- _Exercise objective_: Return the lines beginning at the one that contains "Locate the shingle" and running to the end of the records, exactly and with nothing else. Omit pictures.

[Start of Attachment]

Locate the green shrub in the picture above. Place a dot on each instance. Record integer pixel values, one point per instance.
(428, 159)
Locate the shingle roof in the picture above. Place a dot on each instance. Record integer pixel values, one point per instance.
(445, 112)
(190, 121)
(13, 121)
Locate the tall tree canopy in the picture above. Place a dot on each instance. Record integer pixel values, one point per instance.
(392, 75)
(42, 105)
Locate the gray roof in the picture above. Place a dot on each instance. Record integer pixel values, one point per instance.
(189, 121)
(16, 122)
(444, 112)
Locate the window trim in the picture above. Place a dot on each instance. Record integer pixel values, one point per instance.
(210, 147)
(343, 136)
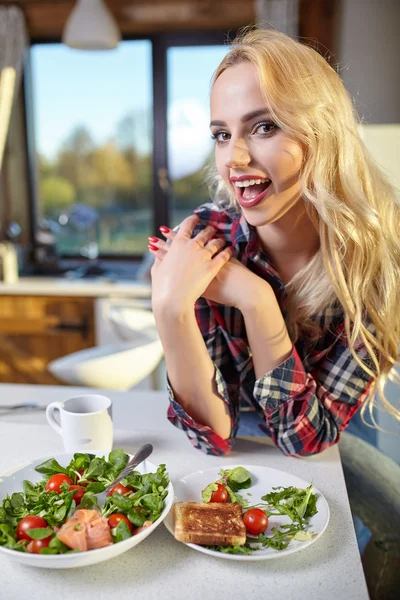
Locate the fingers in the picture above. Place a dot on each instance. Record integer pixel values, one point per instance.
(222, 258)
(168, 233)
(215, 245)
(205, 235)
(187, 226)
(158, 247)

[End of Attachment]

- _Task result_:
Locate the shingle roof in the picture above. Place a dot on each instance. Record integer pixel values, one point per instance.
(445, 112)
(190, 121)
(13, 121)
Locate the tall tree canopy in the picture above. Place a dot on each instance. Record integer pixel values, one point per instance.
(392, 75)
(42, 105)
Locate the gray roof in the picture above. Place a dot on each instance. Record integer pixel values, one point per instance.
(189, 121)
(16, 122)
(444, 112)
Locate the window trim in the picture above. Place a dot on each instance. Record integer pixel values, one point per instance.
(210, 147)
(343, 136)
Locate the fingers in the picture above. Place a dot on each instance. Record integer pixel values, one point per instance.
(222, 258)
(168, 233)
(215, 245)
(205, 235)
(187, 226)
(158, 247)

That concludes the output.